▶ **Exercise prompt**: Repeat exactly the lines that run from the one containing "of the black" to the end of the data, and leave out all others.
* start Data provided *
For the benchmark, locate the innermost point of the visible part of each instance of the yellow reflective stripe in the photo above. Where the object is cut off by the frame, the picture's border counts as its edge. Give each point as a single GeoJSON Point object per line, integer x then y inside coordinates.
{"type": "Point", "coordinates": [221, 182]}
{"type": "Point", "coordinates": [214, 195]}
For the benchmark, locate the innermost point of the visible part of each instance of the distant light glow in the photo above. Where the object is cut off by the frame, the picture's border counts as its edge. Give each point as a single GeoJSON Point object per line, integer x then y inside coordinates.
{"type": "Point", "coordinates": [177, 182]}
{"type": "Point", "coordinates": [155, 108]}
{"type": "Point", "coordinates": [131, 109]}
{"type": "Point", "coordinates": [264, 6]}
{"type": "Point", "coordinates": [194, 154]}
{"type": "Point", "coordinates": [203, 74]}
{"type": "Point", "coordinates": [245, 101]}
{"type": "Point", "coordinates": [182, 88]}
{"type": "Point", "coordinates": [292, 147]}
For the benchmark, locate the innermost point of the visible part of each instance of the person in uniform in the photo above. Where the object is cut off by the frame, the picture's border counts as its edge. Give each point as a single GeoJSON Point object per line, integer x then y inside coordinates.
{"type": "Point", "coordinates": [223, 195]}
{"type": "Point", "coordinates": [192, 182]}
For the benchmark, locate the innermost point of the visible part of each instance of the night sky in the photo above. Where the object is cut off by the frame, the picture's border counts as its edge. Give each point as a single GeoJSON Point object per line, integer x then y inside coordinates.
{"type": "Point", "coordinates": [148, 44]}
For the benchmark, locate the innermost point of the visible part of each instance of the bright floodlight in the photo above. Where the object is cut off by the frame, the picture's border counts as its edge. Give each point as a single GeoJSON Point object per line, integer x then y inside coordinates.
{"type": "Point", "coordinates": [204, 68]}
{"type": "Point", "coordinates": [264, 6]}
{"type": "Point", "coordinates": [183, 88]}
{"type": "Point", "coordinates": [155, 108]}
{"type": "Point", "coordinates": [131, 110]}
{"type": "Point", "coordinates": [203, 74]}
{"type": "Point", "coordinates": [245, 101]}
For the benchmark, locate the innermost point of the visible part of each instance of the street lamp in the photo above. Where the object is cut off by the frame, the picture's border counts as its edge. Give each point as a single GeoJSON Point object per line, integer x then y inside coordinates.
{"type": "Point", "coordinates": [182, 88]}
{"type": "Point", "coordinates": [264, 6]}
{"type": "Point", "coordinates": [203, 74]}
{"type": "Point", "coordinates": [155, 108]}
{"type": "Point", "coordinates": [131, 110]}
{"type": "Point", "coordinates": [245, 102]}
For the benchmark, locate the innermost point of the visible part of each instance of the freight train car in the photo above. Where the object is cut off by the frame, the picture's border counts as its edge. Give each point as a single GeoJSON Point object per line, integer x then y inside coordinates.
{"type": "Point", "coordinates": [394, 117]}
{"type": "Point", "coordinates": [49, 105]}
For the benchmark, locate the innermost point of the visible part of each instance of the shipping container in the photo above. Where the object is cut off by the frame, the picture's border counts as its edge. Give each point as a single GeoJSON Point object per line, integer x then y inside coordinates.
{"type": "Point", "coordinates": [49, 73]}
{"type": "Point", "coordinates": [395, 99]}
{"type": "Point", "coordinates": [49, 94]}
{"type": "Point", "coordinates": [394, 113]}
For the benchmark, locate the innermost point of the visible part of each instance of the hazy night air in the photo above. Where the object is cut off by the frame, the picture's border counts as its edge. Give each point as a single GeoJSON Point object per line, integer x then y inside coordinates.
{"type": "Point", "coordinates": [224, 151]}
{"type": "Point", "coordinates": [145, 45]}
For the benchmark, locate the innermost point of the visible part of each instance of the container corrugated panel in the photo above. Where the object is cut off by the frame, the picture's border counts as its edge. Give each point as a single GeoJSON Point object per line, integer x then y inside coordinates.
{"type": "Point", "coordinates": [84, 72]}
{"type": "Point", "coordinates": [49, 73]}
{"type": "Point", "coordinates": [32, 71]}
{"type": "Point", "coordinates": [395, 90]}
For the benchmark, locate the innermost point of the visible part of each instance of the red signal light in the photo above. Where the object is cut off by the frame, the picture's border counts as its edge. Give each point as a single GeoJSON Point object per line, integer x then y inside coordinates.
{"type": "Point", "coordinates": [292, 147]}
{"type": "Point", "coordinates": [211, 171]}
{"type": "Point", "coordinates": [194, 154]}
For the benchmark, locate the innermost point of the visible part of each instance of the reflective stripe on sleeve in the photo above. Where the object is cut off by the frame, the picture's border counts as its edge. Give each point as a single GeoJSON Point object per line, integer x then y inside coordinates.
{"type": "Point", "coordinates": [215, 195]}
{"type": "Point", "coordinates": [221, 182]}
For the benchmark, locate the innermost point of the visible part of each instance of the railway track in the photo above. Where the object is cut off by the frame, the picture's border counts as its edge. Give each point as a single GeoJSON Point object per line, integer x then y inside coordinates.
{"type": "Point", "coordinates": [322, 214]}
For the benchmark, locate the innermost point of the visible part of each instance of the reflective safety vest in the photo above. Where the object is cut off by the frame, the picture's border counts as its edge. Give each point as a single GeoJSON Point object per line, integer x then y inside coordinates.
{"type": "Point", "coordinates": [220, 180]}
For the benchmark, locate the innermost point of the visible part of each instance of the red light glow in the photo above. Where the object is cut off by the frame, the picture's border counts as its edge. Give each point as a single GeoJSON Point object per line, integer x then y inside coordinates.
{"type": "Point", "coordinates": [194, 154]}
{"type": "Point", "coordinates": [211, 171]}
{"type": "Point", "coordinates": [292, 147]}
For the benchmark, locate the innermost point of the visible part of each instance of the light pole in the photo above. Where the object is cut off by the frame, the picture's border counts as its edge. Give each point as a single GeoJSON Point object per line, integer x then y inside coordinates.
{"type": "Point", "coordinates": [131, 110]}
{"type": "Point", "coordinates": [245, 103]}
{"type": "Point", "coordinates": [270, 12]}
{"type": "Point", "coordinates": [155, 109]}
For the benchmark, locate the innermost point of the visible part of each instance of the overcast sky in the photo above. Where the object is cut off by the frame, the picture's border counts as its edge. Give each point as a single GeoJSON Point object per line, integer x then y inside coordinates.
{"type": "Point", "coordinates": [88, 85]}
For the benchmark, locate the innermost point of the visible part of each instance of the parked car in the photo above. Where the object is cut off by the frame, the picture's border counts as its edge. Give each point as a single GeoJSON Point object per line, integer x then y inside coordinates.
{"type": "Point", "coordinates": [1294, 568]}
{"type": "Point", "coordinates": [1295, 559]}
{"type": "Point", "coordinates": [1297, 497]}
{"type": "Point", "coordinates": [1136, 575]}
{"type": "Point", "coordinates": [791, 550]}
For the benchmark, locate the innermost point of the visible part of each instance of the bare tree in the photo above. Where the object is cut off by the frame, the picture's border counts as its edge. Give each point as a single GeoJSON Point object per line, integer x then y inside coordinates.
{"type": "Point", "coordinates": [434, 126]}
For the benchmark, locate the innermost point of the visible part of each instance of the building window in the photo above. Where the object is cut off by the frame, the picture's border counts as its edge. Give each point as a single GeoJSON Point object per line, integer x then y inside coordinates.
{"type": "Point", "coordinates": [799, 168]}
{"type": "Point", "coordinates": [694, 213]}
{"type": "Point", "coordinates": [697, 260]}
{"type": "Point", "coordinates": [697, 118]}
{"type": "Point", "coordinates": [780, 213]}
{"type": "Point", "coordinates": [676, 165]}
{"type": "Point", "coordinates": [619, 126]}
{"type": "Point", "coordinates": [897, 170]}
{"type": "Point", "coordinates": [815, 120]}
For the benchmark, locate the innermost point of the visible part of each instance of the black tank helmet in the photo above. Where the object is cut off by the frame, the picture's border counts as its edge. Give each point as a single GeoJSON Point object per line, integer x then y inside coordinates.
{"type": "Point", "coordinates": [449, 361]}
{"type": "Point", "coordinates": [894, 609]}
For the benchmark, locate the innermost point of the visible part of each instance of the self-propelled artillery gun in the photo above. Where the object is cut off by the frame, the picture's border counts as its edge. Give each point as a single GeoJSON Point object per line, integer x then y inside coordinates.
* end Data provided *
▶ **Solution for this task**:
For the benchmark, locate the innermost point of the visible part of each instance of the black tank helmet in the photo above. Where the object is cut off by the frame, the picture's border counts as its edge. Give each point as a single GeoJSON Point object per line, integer x then y inside coordinates.
{"type": "Point", "coordinates": [449, 361]}
{"type": "Point", "coordinates": [894, 609]}
For the benchmark, locate the innermost point of the visible part of each instance of the self-propelled artillery gun in the photo above. Where the object is cut off by the frame, the picture's border counts as its edge. Give each point as a single GeoJSON Point object per line, integer x then y inside coordinates.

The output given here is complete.